Reading passage:
Data Centers

How to set up web filtering solution on Squid Proxy

Guest contributor Rafael Akchurin of QuintoLabs presents this how-to article on setting up web content filtering on Squid Proxy.

This HOWTO describes how to protect your home or small enterprise network users from objectionable Internet content with help of HTTP proxy. Our goal is to set up a free, Linux-based server running Squid and deploy a web filtering application on it in order to save bandwidth, speed up web access, and block offensive and potentially illegal or malicious web files.

In this tutorial, I will assume that the network environment consists of a SOHO level router that distributes wireless Wi-Fi, several desktop and laptop computers, iPads, and some mobile smart phones as shown on the following network diagram.

Set up CentOS Linux on proxy server

Our proxy server will be built using free version of CentOS Linux 6.2. It is also possible to use RedHat Linux 6.2 with paid subscription if you need a guaranteed level of support for your servers.

In order to install CentOS Linux, go to http://mirror.centos.org/centos/6/isos/i386/ and download the CentOS-6.2-i386-minimal.iso image file. Burn it on a spare CD, insert into your server's CD drive and power it on.

Follow the installation steps accepting the defaults or customizing the required parts of the install according to your needs. Configure machine hostname as "proxy" and root password as "P@ssw0rd" (without quotation marks). Wait until the installation is complete and then reboot the system.

The installed version of CentOS usually does not have network connectivity enabled by default. In order to enable network access, we need to perform the following.

Exercise requirements:
Change "web filtering" to "URL filtering" in the Squid Proxy how-to, starting with "Data Centers" and going on through "following network diagram.", and write out that stretch. The entries here come from a separate source.

Listed records:
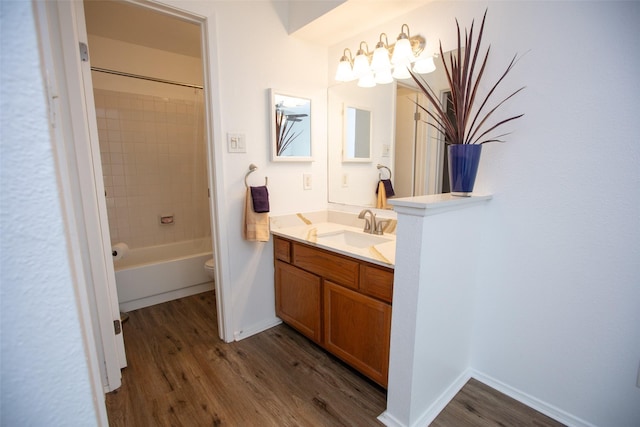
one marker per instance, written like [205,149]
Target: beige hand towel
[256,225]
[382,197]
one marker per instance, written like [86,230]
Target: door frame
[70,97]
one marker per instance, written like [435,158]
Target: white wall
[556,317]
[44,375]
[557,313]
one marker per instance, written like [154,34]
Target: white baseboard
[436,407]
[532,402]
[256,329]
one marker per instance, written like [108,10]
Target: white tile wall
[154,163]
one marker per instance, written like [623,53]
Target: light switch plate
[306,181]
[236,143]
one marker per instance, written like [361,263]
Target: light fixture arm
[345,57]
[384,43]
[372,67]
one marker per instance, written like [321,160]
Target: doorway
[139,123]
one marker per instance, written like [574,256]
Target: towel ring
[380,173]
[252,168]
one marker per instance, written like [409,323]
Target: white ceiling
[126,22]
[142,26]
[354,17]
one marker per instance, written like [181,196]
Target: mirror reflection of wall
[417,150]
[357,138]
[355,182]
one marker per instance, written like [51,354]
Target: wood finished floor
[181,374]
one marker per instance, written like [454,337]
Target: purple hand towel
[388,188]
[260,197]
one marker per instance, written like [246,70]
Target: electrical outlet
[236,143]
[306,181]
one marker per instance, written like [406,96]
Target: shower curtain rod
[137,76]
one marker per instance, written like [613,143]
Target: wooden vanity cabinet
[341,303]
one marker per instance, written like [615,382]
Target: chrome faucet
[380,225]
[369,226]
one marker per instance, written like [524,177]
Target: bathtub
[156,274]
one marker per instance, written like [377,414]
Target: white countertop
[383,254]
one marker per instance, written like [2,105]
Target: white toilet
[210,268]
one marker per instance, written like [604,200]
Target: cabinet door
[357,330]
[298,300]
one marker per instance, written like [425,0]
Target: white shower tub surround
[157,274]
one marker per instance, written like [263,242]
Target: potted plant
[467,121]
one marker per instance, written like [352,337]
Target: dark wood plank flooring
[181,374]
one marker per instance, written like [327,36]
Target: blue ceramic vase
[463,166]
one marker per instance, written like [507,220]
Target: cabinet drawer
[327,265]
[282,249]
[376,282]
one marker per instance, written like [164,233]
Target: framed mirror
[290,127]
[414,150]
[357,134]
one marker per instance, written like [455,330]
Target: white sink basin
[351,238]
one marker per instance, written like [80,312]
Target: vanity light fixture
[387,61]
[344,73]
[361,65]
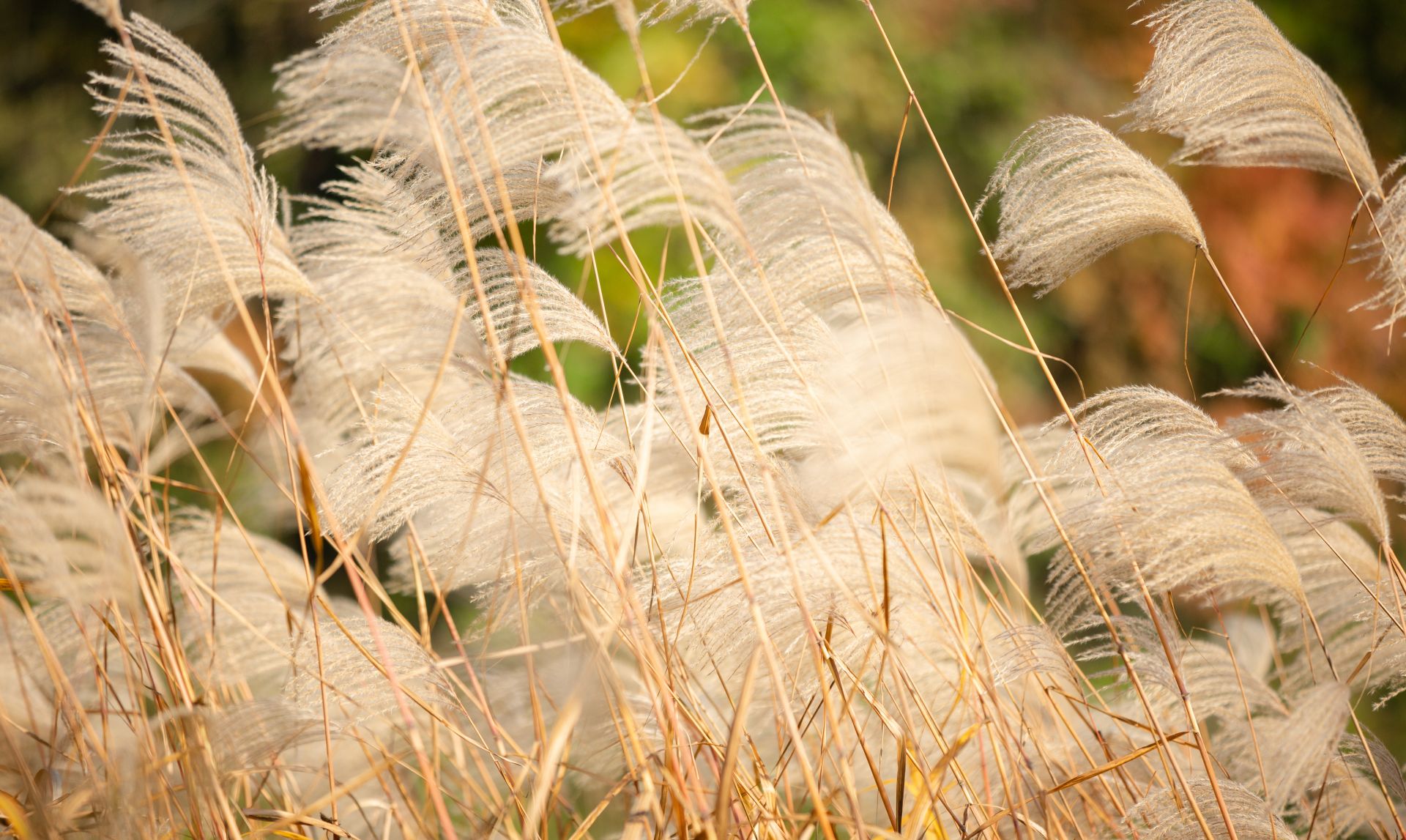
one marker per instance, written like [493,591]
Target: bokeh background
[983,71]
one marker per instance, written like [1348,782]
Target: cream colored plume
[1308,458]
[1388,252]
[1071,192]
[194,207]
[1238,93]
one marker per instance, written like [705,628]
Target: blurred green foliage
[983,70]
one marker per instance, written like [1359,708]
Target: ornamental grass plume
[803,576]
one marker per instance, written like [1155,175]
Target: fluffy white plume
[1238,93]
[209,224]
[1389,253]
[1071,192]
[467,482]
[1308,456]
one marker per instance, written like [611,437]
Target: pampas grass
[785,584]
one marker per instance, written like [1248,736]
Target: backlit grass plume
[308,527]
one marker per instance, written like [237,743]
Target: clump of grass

Answer to the task:
Data Centers

How to set up URL filtering solution on Squid Proxy

Guest contributor Rafael Akchurin of QuintoLabs presents this how-to article on setting up web content filtering on Squid Proxy.

This HOWTO describes how to protect your home or small enterprise network users from objectionable Internet content with help of HTTP proxy. Our goal is to set up a free, Linux-based server running Squid and deploy a URL filtering application on it in order to save bandwidth, speed up web access, and block offensive and potentially illegal or malicious web files.

In this tutorial, I will assume that the network environment consists of a SOHO level router that distributes wireless Wi-Fi, several desktop and laptop computers, iPads, and some mobile smart phones as shown on the following network diagram.